**Aim of the exercise**
Print the records below once again, exactly as they were given.

::: Supplied records

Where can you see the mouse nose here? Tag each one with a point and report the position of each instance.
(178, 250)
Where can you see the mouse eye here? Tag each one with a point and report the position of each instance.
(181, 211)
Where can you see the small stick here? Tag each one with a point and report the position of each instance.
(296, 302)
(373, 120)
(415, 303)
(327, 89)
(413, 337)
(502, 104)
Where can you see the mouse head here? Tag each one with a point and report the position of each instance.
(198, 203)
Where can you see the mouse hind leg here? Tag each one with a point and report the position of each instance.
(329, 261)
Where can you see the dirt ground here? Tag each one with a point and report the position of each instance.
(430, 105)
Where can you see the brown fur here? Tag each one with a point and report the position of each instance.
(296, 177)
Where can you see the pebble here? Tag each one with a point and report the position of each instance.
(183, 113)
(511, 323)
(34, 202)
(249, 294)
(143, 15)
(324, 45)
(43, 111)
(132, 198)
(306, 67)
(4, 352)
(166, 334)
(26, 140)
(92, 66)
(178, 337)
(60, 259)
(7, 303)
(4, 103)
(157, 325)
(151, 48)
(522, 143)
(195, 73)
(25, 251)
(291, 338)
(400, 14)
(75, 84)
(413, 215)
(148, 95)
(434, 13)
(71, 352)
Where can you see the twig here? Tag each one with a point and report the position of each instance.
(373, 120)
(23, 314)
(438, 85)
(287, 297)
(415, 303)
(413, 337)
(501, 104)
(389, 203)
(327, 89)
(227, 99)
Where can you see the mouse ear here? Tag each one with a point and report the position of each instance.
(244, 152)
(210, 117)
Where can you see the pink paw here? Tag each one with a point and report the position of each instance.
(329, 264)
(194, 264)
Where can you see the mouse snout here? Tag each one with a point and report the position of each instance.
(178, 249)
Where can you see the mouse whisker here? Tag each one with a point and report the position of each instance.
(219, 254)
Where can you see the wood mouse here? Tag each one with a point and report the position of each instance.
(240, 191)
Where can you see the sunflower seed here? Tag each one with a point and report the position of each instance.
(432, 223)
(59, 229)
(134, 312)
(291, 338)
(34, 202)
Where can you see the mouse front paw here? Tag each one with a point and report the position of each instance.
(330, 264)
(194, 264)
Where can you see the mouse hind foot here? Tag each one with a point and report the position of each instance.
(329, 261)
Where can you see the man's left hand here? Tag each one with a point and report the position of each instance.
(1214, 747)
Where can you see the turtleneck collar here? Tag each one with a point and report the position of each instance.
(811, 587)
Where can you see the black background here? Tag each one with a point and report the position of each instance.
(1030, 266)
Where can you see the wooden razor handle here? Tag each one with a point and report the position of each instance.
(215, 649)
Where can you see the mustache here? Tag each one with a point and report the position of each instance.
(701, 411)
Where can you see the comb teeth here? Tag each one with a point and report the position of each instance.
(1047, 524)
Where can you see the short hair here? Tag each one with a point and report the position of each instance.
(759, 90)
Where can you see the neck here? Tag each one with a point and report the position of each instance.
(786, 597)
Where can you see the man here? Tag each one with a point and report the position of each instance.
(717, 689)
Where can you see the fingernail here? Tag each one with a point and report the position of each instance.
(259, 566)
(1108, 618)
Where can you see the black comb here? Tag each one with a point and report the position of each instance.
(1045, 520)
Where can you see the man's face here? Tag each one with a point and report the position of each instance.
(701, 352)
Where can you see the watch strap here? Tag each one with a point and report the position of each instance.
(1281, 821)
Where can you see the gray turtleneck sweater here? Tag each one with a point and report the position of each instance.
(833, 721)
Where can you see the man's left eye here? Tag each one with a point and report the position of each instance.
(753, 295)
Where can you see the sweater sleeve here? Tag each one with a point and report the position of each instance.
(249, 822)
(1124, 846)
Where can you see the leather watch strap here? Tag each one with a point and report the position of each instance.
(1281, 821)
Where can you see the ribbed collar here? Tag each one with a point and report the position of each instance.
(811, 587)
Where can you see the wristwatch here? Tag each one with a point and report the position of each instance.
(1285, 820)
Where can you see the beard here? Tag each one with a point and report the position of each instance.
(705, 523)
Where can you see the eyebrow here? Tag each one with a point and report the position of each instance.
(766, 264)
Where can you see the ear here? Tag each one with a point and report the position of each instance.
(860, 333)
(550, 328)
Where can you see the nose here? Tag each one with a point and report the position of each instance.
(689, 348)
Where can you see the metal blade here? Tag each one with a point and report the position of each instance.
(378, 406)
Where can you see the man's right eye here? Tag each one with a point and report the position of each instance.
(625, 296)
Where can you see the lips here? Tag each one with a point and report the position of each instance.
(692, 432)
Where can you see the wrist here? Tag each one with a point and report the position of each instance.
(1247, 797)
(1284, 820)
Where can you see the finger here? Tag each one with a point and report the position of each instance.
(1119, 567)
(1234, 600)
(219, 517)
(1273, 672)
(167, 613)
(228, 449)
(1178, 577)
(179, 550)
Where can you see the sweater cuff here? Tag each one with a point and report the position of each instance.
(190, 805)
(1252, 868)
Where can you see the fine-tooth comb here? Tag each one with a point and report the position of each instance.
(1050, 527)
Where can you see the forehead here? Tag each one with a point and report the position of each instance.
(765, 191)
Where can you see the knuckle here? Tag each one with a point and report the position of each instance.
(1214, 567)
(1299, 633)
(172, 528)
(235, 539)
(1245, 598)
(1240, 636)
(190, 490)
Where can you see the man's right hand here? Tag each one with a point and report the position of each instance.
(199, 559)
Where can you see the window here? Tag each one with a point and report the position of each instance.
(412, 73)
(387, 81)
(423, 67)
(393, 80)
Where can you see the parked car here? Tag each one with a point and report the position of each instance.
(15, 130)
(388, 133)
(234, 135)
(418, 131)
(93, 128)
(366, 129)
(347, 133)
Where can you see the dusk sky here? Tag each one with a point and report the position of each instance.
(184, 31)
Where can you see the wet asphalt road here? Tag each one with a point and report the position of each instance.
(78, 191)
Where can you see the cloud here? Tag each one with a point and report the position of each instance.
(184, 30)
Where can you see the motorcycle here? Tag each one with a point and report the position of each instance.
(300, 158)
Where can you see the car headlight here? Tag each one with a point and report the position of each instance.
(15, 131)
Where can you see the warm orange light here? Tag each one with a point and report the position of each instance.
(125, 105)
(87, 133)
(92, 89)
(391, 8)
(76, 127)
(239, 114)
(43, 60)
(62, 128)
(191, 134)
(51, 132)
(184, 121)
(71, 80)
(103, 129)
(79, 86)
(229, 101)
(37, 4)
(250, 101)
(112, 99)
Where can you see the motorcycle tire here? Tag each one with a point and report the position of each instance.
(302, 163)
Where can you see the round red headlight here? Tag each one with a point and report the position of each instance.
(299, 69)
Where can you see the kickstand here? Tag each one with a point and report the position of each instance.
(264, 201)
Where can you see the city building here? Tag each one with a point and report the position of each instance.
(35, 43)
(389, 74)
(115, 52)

::::::

**Solution to the exercise**
Where can you see the mouse nose here? Tag each one with a point and report the position of each instance.
(178, 250)
Where can you see the mouse eye here? Tag each one with a point and report the position of each instance.
(181, 211)
Where can you see the small stick here? Tag each one with a point and report the position of each instance.
(296, 302)
(373, 120)
(415, 303)
(327, 89)
(413, 337)
(502, 104)
Where can you see the mouse head here? Tag each one with a point and report the position of each instance.
(198, 203)
Where can you see the mouse hind leg here? Tag each one with a point and report the position of each instance.
(329, 261)
Where can you see the dirt ground here? Tag each one with a point and report the position of each instance.
(430, 105)
Where can you see the brown fur here? Tag each one with a point and report the position of each instance.
(296, 177)
Where can you see the pebble here? Tag each one with a point and report the position of each instance.
(183, 113)
(511, 323)
(34, 202)
(249, 294)
(143, 15)
(324, 45)
(43, 111)
(132, 198)
(306, 67)
(4, 352)
(166, 334)
(26, 140)
(92, 66)
(178, 337)
(60, 259)
(7, 303)
(4, 103)
(157, 325)
(151, 48)
(522, 143)
(195, 73)
(25, 251)
(291, 338)
(400, 14)
(75, 84)
(413, 215)
(148, 95)
(434, 13)
(71, 352)
Where can you see the twig here? Tag each one with a point and report the position of each instance.
(373, 120)
(23, 314)
(438, 85)
(287, 297)
(415, 303)
(413, 337)
(501, 104)
(389, 203)
(327, 89)
(227, 99)
Where can you see the mouse ear here? Tag each one with a point and report the position of each instance.
(244, 152)
(210, 117)
Where can you see the pink paw here? Tag each one with a point and report the position of each instance.
(329, 264)
(194, 264)
Where can you see the mouse snout here? Tag each one with a point and report the position of each instance.
(178, 249)
Where can you see the mouse whisker here? Tag each one with a point and report the position of each instance.
(219, 254)
Where can you see the wood mouse here? Tag each one with a point and report the position of each instance.
(240, 191)
Where can you see the sunflower seed here? Tag each one with a point and report the position of each instance.
(432, 223)
(59, 229)
(134, 312)
(291, 338)
(34, 202)
Where can you see the mouse front paw here? Tag each one with a point and report the position of each instance.
(330, 264)
(194, 264)
Where can you see the mouse hind foot here? Tag each one with a point and report the position of each instance.
(329, 261)
Where can you see the man's left hand here? Tag each one with a point and report the position of each instance.
(1214, 747)
Where can you see the turtleneck collar here? Tag each one with a point and report the position of each instance.
(811, 587)
Where can you see the black background here? Tag each one with a point and report the position of each instance.
(1030, 266)
Where can you see the wooden razor handle here? Tag each one with a point and report the position of each instance.
(215, 649)
Where can you see the mustache here? Tag each one with a point and report the position of each instance.
(701, 411)
Where can you see the comb teeth here? Tag each one with a point and report the position of each instance.
(1047, 524)
Where can you see the short hair here? Tag each one with a point and report the position of each instance.
(759, 90)
Where can you see the neck here? Tag each one with a point and report the position of each instance.
(786, 597)
Where can you see the man here? Tag each one with a point and report the position of each instance.
(717, 689)
Where can you see the fingernail here? Tag each one with a point and report the position of each instance.
(259, 566)
(1108, 618)
Where can you see the black comb here? Tag each one with a point and report the position of each instance.
(1045, 520)
Where can you see the man's face here? Tag each one with a point and report the position of each instance.
(701, 352)
Where can you see the watch strap here? Tag each one with a point and report the position of each instance.
(1281, 821)
Where can you see the gray turtleneck sweater here? Tag each one with a point and report the position of each instance.
(833, 721)
Where can you see the man's left eye here? Tag each one with a point and report the position of each instance.
(753, 295)
Where can you see the sweater sleeve here? Tag each one with a point and report the position of each instance.
(249, 822)
(1124, 846)
Where can you see the leather watch strap here? Tag each one with a point and report the position of each instance.
(1281, 821)
Where can you see the ribbed collar here? Tag each one with a point and report the position of each instance.
(811, 587)
Where can you see the wristwatch here? Tag each one with a point and report the position of each instance.
(1285, 820)
Where can you see the beard here? Tag each one with a point and report the position of each instance.
(705, 523)
Where can you see the eyebrow here? Tag each one with a point and report the position of each instance.
(766, 264)
Where can you see the ear here? Tag each one with a point and report the position of each instance.
(860, 333)
(550, 328)
Where can you see the nose here? Tag each one with a point and report the position of each instance.
(689, 348)
Where can you see the metal blade here? Tag each one with a point and report the position of each instance.
(378, 406)
Where can you see the man's right eye here? Tag each one with a point and report the position of each instance.
(625, 296)
Where can you see the lips here? Tag each one with a point and report the position of each instance.
(692, 432)
Where can you see the wrist here? Tag each one with a point and report the position of each instance.
(1247, 797)
(1284, 820)
Where can you see the finger here? Tag each one with a point and report the position of each instance.
(1119, 567)
(1234, 600)
(219, 517)
(1273, 672)
(167, 613)
(228, 449)
(1178, 577)
(179, 550)
Where can you see the sweater cuff here? Tag each one with a point and report the position of each instance.
(190, 805)
(1252, 868)
Where can you see the fine-tooth comb here? Tag each one with a point and report the position of each instance.
(1050, 527)
Where can you see the forehead here? Tag each one with a point and report the position of each instance.
(765, 191)
Where can you see the knuckle here? Tag each one with a point and report the position of each instance.
(1214, 567)
(1299, 633)
(172, 528)
(235, 539)
(1245, 598)
(1240, 636)
(190, 490)
Where can you see the man's right hand here? Tag each one with a point and report the position of each instance.
(199, 559)
Where can you see the window here? Tag each one with a point and report the position of each instance.
(412, 73)
(387, 81)
(423, 67)
(393, 80)
Where can you see the parked car here? Tag each one with a point and report the position of each instance.
(15, 130)
(388, 133)
(234, 135)
(418, 131)
(93, 128)
(366, 129)
(347, 133)
Where can you see the dusk sky here? Tag each one with a point and report the position of each instance.
(184, 31)
Where can you see the wet asphalt road here? Tag each one with a point and report the position of each instance.
(78, 191)
Where can you see the cloud here? Tag each one with a point and report the position of each instance.
(184, 30)
Where can you see the motorcycle here? Tag each one with a point and report the position of each instance.
(300, 158)
Where can you see the car headlight here? Tag each one with a point and report the position of each instance.
(15, 131)
Where can you see the warm orange light here? Tag each one with a point and report the position of each instance.
(125, 105)
(87, 133)
(92, 89)
(391, 8)
(76, 127)
(239, 114)
(43, 60)
(62, 128)
(191, 134)
(51, 132)
(184, 121)
(71, 80)
(103, 129)
(79, 86)
(229, 101)
(37, 4)
(250, 101)
(112, 99)
Where can you see the motorcycle tire here? Tag each one with a point and report the position of each instance.
(302, 163)
Where can you see the round red headlight here? Tag each one with a point and report the position of each instance.
(299, 69)
Where can you see the kickstand here? Tag each one with a point and report the position of each instance.
(264, 201)
Where can you see the city building here? Tag each one with a point and report the position of each instance.
(35, 43)
(389, 74)
(115, 52)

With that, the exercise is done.